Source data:

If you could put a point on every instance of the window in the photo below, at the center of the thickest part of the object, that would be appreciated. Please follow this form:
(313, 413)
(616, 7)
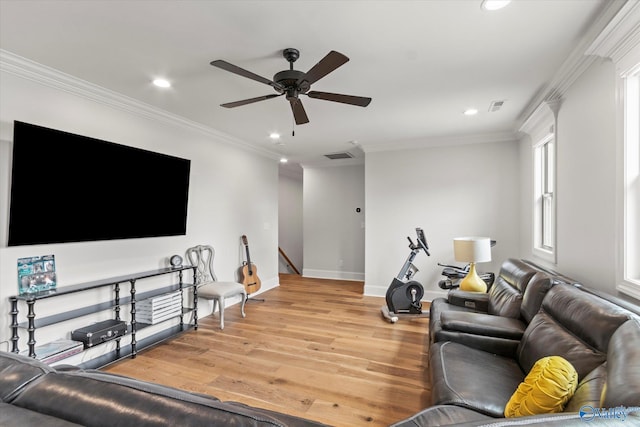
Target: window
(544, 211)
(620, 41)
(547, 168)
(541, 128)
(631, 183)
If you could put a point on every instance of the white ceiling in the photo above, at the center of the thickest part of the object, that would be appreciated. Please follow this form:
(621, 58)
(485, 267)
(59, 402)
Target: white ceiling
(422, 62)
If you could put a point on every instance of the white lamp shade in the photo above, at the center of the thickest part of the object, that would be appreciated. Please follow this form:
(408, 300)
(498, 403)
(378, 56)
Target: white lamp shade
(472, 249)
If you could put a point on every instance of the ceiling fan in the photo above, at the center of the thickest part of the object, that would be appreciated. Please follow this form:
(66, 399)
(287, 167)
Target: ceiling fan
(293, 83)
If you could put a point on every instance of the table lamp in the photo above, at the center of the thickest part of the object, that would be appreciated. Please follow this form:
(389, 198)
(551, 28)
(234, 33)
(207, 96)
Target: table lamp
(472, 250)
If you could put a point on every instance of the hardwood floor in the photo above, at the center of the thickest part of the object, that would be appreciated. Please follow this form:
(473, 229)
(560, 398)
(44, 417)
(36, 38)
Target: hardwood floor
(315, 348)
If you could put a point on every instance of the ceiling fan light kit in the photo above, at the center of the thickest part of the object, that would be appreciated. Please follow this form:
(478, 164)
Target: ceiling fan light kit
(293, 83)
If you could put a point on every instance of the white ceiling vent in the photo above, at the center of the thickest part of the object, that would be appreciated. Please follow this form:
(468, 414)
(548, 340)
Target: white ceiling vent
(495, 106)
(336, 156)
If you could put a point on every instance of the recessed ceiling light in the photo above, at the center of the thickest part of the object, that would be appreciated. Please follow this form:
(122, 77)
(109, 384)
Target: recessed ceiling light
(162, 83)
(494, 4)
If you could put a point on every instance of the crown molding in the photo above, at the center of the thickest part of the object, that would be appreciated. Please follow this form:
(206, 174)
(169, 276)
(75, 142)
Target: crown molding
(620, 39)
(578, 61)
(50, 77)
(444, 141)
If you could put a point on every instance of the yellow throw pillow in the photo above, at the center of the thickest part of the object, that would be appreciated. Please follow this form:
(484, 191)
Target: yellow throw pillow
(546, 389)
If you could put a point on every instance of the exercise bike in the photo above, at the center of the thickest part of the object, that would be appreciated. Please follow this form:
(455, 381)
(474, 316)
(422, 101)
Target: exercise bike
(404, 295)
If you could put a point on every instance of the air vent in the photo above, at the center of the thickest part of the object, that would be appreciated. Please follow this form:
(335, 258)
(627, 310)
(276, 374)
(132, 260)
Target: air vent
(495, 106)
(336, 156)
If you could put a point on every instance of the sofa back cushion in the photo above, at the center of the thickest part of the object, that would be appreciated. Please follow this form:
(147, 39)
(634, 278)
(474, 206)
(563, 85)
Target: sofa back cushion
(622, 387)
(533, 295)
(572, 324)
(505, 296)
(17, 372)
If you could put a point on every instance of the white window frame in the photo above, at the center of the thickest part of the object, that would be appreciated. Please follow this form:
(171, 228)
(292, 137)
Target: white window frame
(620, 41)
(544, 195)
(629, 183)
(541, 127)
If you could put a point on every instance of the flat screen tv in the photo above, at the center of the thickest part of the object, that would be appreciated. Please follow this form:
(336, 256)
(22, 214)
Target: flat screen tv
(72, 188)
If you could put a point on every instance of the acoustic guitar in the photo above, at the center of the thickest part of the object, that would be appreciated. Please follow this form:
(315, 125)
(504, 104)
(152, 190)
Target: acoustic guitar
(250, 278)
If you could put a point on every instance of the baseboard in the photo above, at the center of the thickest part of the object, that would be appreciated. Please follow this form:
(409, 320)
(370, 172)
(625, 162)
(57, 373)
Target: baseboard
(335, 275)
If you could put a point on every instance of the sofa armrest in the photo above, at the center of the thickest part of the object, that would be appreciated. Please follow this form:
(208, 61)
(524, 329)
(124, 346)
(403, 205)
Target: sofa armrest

ASSIGNMENT:
The answer must consist of each line from the data that includes the string "armrest".

SOLUTION TO THIS PROBLEM:
If you could put a point on every instance of the sofa armrest in the photo above, at the center of the thickest part of the object, that would be appreciated. Please follow this form:
Target: sofa armrest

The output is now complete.